WRITTEN PROBLEM |
Copy the items from the line containing "the handlebar tape" through the end of the items, inclusive, substituting "widest" for every "thickest" and leaving everything else unchanged.

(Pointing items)
## Start

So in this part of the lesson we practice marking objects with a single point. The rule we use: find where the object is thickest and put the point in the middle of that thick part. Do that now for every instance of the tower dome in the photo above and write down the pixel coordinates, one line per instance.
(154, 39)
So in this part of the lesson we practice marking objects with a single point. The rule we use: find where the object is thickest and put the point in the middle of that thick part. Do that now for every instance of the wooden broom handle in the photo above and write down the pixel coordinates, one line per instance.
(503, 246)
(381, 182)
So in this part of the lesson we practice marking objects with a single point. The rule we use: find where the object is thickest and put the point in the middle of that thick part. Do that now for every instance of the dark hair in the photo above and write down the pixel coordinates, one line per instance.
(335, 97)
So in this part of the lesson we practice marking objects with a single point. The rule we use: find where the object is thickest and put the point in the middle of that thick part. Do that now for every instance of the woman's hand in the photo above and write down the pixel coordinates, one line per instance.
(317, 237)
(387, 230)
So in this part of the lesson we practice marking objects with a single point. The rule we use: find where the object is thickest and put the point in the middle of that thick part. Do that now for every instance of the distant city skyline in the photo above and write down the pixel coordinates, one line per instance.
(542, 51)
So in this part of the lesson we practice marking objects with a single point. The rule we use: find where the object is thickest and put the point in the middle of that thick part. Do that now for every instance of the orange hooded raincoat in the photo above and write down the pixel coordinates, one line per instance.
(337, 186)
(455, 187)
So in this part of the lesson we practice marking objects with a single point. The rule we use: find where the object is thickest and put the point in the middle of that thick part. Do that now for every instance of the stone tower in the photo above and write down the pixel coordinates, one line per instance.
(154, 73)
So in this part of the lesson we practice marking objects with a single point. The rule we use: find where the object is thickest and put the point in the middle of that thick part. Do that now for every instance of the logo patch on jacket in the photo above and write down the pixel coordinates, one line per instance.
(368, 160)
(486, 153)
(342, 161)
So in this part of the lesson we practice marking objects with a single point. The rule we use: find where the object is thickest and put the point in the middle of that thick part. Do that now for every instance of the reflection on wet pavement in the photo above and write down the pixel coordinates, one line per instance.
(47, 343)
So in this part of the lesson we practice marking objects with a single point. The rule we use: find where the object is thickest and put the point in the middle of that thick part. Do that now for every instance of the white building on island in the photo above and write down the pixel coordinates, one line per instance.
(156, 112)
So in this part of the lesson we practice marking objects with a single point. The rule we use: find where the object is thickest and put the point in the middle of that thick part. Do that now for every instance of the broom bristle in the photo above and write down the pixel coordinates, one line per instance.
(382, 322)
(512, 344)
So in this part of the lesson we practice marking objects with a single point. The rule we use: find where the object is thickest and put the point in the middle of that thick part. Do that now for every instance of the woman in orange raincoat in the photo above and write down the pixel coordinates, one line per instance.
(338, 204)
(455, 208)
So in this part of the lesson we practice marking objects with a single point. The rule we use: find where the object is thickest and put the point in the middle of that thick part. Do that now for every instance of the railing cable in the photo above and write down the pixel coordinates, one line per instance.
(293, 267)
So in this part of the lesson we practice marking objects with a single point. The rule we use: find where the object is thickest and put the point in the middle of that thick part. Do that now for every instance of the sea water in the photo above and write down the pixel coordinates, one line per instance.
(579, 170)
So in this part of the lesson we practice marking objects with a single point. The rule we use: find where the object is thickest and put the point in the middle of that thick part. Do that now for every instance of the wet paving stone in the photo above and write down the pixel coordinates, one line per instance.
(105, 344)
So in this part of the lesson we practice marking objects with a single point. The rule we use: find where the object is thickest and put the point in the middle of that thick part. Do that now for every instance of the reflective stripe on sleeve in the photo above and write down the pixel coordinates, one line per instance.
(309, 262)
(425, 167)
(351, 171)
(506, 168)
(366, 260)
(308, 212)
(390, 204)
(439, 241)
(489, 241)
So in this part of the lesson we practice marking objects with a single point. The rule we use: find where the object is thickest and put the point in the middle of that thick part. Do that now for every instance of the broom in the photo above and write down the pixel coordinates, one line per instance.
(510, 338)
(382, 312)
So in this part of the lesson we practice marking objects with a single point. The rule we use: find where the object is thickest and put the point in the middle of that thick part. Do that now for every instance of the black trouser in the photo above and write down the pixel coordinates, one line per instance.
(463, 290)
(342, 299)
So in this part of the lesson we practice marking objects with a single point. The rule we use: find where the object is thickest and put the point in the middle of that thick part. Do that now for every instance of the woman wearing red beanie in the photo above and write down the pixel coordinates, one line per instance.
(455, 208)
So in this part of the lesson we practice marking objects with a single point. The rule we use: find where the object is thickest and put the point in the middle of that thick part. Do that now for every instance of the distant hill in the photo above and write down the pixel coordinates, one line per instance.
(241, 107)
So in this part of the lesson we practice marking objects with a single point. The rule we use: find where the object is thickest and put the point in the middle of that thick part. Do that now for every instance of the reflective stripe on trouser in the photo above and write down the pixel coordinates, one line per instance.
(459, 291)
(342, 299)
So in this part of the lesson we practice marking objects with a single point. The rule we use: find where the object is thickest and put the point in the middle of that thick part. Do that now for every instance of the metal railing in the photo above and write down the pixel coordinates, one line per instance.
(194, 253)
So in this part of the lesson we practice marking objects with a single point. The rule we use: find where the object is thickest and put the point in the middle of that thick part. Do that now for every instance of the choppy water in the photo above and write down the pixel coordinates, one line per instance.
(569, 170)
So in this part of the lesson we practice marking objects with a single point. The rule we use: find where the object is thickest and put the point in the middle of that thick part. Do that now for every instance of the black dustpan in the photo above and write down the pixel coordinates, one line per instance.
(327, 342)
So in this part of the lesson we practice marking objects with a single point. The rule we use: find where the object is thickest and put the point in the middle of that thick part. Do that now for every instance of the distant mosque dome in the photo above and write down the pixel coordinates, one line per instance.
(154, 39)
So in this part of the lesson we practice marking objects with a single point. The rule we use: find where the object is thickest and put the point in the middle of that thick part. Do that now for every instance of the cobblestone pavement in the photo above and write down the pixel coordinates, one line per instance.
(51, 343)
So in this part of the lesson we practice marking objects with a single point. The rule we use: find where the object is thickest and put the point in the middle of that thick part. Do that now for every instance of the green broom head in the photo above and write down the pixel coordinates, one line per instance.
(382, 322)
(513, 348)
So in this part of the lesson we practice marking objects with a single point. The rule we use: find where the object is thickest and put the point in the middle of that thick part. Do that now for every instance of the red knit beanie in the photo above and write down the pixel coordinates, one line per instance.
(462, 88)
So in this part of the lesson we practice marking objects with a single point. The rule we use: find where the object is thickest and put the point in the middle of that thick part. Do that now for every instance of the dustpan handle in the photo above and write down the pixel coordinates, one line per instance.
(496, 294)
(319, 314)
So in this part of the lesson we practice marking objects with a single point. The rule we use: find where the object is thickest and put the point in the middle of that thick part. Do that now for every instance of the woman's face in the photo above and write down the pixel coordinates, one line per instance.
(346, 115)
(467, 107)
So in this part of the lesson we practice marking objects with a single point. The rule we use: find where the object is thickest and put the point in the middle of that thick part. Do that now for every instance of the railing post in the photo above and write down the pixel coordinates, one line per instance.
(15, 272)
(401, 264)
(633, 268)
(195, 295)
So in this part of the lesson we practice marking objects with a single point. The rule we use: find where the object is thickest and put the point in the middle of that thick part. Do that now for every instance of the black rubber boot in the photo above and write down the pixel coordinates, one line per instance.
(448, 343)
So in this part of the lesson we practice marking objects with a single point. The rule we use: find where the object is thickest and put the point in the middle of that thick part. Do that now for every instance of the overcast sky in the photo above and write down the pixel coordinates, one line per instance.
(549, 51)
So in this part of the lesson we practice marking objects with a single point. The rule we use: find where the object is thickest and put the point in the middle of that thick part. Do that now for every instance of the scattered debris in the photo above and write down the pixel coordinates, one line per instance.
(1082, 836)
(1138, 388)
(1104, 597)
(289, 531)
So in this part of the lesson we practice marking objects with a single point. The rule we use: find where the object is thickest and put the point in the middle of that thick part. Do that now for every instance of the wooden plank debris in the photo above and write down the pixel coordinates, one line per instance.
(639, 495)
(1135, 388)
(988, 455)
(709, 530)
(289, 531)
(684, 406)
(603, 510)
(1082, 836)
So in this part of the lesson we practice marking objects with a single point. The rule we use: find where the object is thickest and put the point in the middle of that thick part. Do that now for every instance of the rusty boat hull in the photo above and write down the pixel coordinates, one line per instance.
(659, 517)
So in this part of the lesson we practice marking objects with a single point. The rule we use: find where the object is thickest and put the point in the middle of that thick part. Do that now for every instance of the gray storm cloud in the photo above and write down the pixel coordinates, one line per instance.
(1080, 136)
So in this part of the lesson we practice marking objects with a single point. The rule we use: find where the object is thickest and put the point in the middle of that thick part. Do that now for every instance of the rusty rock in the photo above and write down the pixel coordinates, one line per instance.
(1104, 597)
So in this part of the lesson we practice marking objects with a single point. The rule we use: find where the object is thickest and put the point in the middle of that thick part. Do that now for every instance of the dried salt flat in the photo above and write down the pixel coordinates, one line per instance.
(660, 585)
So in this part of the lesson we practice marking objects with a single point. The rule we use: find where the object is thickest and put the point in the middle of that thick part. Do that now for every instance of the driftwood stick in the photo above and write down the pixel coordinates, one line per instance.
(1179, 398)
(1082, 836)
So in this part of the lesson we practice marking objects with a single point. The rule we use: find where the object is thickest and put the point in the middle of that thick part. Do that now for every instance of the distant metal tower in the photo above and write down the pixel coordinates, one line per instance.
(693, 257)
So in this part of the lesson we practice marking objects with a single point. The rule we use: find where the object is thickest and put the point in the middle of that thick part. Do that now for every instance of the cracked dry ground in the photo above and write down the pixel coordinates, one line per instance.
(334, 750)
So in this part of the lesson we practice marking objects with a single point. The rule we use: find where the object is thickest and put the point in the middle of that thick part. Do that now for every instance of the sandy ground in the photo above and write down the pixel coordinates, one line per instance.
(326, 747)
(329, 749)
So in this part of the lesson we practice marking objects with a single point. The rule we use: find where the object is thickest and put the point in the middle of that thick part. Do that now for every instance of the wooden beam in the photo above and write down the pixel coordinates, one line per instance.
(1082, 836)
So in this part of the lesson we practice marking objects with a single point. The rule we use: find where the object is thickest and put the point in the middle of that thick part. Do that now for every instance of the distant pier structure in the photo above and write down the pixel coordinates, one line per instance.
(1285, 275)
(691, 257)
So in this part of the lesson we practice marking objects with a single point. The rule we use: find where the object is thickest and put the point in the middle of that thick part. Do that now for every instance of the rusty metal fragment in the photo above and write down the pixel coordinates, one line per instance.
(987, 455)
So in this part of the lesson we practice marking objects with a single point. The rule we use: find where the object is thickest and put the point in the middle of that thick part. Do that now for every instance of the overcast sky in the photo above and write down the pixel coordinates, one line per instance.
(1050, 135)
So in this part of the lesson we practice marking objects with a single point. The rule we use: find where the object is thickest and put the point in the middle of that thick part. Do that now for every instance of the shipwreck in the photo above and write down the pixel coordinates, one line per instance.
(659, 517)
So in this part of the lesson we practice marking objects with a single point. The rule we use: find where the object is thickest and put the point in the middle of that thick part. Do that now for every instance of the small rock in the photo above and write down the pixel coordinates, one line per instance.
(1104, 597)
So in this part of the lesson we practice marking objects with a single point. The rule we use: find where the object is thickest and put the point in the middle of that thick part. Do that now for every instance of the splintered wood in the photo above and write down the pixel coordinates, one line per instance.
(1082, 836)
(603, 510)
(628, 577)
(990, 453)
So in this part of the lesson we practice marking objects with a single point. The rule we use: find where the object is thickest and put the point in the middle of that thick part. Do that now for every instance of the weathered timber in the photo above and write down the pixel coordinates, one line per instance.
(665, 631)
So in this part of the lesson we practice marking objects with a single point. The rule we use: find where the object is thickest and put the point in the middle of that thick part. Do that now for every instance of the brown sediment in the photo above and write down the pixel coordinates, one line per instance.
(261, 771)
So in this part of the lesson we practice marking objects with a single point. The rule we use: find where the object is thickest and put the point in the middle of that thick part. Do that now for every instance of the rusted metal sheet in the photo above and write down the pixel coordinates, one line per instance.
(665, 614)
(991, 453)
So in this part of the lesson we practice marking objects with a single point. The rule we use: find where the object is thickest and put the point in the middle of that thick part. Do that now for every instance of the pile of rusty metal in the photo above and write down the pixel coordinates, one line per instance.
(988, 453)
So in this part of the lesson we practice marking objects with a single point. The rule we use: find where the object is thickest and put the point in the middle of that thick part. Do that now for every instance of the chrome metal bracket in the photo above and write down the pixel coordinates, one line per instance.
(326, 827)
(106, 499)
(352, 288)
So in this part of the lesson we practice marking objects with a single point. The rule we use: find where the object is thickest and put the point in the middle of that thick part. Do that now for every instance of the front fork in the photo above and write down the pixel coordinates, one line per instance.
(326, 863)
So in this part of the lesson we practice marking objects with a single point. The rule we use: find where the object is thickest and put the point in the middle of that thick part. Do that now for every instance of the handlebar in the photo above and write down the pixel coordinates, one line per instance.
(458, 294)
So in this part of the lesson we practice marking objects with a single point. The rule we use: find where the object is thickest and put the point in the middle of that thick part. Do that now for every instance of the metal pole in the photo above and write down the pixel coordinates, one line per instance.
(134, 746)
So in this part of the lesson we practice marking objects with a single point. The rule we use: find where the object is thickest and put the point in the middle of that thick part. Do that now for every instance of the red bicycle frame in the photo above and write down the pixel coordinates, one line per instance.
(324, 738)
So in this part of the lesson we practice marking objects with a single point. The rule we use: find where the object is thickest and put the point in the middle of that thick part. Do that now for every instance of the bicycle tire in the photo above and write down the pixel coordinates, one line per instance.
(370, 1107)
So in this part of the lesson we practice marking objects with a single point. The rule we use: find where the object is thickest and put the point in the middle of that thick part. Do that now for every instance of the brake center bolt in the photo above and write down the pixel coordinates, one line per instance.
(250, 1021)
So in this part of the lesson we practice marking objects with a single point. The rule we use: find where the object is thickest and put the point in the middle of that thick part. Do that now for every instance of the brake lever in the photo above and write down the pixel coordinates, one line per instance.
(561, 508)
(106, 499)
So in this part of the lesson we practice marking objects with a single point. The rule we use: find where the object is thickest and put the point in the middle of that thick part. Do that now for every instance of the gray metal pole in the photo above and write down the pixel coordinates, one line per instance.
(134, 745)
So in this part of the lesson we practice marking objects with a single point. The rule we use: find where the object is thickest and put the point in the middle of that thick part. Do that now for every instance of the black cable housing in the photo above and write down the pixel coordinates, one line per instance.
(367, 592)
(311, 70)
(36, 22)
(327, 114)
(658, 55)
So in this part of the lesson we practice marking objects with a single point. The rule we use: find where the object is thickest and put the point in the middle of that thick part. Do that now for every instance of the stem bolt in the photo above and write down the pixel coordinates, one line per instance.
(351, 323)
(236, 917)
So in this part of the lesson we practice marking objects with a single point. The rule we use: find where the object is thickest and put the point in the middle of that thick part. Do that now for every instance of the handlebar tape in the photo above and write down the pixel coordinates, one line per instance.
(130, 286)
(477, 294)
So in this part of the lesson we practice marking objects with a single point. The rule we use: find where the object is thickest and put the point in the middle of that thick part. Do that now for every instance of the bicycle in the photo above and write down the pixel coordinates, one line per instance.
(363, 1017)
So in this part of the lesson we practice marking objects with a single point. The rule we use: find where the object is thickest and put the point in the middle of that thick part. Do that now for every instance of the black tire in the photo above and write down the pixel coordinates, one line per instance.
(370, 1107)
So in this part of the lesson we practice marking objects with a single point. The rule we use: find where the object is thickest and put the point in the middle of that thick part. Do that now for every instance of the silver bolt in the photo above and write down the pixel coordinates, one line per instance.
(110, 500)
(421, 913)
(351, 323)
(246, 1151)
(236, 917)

## End

FINISHED ANSWER |
So in this part of the lesson we practice marking objects with a single point. The rule we use: find where the object is widest and put the point in the middle of that thick part. Do that now for every instance of the handlebar tape in the photo above and write down the pixel coordinates, one line per instance.
(130, 286)
(477, 294)
So in this part of the lesson we practice marking objects with a single point. The rule we use: find where the object is widest and put the point in the middle of that thick part. Do that now for every instance of the bicycle in the photo above and write down the pixel coordinates, one line per instance.
(363, 1017)
So in this part of the lesson we practice marking objects with a single point. The rule we use: find where the object is widest and put the point in the middle of that thick part. Do that now for every instance of the black tire in the photo above and write down the pixel coordinates, one line per instance.
(370, 1107)
So in this part of the lesson we practice marking objects with a single point. The rule we use: find where the object is widest and put the point in the middle of that thick part. Do that now for every instance of the silver bolt in the photo above and write down the pixel coordinates, one line per instance.
(110, 500)
(421, 913)
(351, 323)
(246, 1151)
(236, 917)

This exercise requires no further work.